■ Set problem:
In the entries below, rewrite everything from the line containing "Put a point on every instance of the woman's face" down to the line containing "x=181, y=148", swapping "woman's face" for "female face" and leaving the rest unchanged.

Dataset entries
==============================

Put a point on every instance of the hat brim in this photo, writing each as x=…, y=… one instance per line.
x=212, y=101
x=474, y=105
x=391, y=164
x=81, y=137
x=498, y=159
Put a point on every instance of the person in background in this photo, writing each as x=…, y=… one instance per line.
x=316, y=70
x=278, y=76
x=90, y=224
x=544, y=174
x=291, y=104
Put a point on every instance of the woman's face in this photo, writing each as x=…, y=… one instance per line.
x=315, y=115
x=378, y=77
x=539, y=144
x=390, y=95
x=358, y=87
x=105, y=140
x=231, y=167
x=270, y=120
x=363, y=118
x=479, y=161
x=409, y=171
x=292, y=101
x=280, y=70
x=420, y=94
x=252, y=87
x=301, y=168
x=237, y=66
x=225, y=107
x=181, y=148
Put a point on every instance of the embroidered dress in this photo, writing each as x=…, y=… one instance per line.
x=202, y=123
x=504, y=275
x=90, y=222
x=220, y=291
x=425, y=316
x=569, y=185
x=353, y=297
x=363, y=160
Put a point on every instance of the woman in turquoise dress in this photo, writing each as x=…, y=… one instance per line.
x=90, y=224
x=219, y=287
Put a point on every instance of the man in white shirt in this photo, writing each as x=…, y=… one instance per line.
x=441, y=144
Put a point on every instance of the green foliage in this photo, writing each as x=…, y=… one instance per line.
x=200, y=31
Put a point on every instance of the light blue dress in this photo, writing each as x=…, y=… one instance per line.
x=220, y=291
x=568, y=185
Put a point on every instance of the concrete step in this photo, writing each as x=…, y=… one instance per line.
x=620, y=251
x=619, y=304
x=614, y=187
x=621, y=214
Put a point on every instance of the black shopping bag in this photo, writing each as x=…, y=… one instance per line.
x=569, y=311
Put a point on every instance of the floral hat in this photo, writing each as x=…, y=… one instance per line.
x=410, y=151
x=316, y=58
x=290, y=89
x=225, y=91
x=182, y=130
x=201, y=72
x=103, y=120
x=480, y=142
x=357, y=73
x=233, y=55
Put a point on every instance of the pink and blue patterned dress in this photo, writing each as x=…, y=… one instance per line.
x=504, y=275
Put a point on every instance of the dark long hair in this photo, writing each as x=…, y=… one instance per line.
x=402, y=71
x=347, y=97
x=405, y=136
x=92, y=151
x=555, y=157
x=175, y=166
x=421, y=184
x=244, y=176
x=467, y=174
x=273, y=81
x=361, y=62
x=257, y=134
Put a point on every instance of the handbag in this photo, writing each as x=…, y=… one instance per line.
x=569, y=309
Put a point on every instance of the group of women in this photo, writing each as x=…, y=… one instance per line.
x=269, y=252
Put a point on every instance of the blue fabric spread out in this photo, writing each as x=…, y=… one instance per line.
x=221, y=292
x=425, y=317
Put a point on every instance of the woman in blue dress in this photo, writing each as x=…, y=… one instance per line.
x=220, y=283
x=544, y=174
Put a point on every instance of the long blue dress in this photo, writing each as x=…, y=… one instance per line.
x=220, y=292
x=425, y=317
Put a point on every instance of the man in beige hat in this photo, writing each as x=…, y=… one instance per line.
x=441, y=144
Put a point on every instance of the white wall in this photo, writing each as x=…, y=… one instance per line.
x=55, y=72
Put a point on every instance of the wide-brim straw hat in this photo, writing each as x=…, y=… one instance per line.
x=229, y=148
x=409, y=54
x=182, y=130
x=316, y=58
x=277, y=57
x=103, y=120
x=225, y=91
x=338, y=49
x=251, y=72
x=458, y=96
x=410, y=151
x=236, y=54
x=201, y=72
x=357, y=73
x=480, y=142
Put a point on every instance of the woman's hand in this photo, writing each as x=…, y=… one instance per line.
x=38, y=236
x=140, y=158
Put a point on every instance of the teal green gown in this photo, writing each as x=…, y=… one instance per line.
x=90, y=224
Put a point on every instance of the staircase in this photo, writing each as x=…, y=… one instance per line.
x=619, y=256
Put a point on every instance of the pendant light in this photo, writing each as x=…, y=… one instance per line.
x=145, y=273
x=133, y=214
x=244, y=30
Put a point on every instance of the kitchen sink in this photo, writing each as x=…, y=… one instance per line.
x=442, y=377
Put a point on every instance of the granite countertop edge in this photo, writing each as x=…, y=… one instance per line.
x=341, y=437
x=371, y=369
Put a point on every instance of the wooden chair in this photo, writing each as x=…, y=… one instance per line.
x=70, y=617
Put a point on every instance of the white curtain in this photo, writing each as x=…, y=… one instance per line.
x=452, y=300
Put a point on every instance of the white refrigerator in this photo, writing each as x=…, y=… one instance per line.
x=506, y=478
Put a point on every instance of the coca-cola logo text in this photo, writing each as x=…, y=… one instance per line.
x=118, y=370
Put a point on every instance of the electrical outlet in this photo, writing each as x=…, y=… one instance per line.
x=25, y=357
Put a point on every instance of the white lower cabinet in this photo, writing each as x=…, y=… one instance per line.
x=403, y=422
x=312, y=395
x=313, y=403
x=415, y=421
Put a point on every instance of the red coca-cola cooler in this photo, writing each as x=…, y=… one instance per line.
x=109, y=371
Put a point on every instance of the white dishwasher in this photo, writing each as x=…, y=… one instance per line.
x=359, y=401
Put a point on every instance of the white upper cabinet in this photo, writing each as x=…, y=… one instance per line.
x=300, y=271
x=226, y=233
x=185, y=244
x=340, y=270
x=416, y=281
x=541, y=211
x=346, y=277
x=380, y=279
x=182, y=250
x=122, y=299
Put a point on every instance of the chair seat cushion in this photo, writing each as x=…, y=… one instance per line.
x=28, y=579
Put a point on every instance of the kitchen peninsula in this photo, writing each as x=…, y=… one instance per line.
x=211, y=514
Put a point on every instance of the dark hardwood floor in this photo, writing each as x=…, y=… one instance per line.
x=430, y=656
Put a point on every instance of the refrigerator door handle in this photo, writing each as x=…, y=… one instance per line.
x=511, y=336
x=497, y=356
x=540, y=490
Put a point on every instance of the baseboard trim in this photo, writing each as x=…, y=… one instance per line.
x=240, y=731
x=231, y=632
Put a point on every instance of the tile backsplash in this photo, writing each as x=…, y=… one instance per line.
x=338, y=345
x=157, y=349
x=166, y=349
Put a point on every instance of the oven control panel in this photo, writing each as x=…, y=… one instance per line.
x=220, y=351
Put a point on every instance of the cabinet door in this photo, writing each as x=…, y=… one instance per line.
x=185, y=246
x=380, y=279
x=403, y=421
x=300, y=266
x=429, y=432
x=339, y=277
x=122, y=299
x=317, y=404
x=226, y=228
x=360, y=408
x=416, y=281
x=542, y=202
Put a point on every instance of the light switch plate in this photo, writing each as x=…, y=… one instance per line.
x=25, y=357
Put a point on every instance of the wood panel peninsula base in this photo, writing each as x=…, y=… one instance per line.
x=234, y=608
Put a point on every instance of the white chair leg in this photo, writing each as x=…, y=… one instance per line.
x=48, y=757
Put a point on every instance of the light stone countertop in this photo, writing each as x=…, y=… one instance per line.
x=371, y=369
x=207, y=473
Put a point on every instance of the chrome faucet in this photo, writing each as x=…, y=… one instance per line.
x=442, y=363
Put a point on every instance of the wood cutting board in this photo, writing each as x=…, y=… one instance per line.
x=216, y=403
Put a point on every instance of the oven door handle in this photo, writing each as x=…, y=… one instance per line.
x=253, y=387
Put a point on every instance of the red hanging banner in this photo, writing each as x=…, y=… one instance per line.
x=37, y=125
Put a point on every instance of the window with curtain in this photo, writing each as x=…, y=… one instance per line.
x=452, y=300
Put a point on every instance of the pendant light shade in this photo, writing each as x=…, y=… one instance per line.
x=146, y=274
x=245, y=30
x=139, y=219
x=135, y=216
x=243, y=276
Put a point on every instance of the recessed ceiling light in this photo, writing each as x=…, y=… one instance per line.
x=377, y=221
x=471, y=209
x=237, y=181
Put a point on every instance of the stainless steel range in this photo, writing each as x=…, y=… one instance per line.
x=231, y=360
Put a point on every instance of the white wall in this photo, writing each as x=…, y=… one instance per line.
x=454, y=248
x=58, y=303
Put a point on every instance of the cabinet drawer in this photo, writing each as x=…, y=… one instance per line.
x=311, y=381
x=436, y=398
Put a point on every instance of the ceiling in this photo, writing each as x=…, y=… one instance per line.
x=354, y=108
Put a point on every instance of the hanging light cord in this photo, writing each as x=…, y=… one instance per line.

==============================

■ Exercise output:
Put a point on every instance of the female face in this photo, writing each as x=…, y=… one instance per line.
x=315, y=115
x=378, y=77
x=539, y=144
x=390, y=95
x=358, y=87
x=105, y=140
x=231, y=167
x=270, y=120
x=363, y=118
x=479, y=161
x=409, y=171
x=292, y=101
x=280, y=70
x=420, y=94
x=252, y=87
x=301, y=168
x=237, y=66
x=225, y=107
x=181, y=148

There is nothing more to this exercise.